Goal
State how many lines in the rows below contain the word "emits". Reply with the number alone.

####################

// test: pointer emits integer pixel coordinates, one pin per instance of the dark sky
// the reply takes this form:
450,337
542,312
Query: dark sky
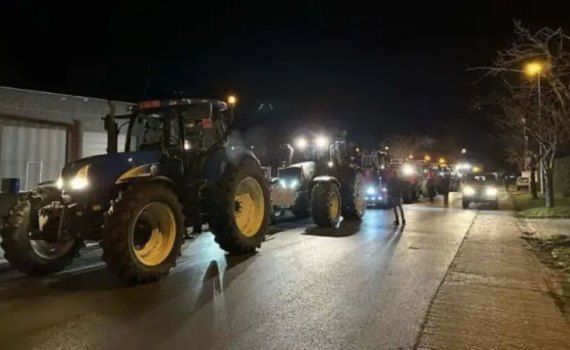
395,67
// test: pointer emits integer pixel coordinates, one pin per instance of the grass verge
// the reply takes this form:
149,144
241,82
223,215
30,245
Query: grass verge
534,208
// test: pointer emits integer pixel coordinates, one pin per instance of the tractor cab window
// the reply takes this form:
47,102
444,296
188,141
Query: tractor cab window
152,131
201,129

####################

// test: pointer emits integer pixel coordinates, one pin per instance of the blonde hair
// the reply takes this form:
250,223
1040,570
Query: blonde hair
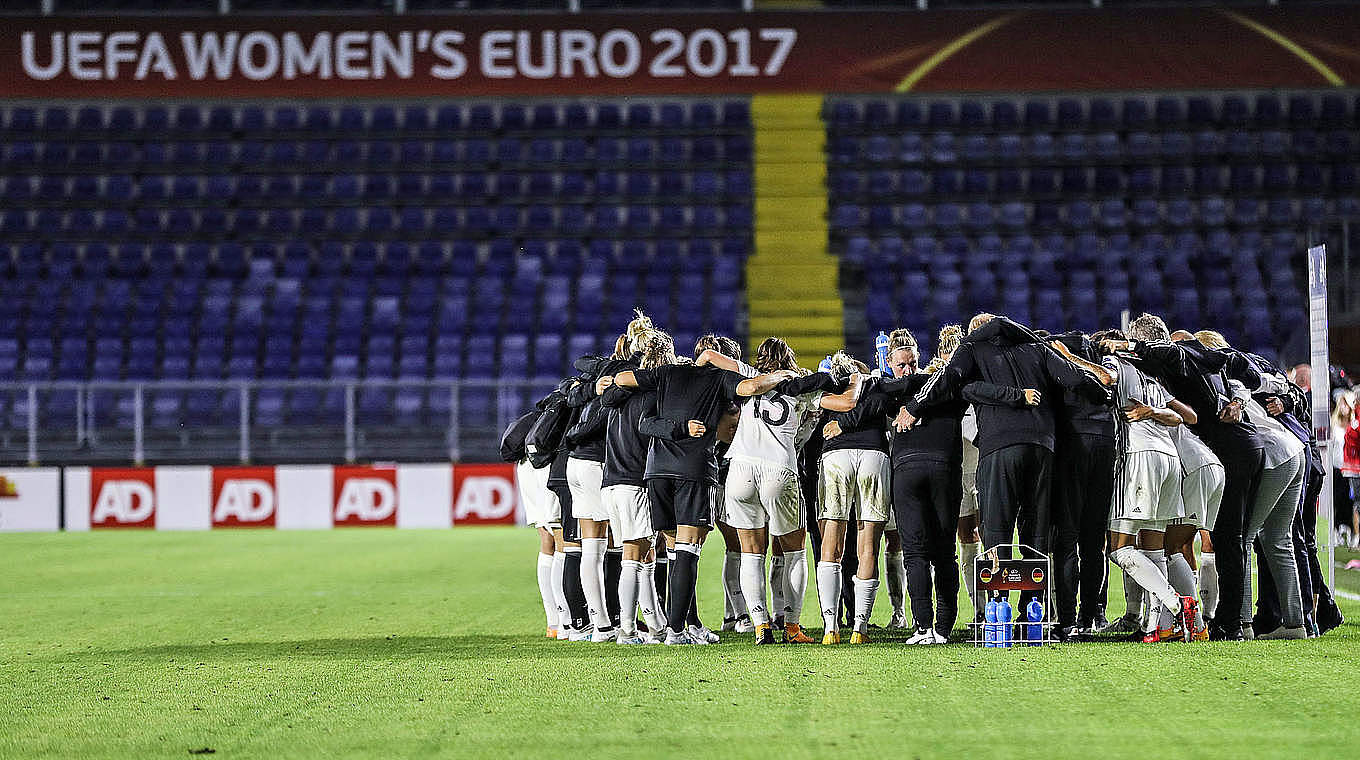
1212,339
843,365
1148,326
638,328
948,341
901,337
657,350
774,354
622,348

####################

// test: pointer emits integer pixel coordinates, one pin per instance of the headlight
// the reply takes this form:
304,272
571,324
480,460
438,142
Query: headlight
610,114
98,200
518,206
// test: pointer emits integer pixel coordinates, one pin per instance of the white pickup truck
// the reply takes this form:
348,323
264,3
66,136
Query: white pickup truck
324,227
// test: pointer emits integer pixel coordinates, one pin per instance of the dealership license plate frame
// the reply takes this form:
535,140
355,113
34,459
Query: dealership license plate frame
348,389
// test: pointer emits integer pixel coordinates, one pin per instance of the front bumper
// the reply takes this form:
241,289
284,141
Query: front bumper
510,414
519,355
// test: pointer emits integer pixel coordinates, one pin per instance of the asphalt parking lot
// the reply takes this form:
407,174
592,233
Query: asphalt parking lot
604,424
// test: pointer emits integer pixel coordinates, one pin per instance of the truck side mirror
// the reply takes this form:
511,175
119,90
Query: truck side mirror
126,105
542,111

####################

Answer to this problem
10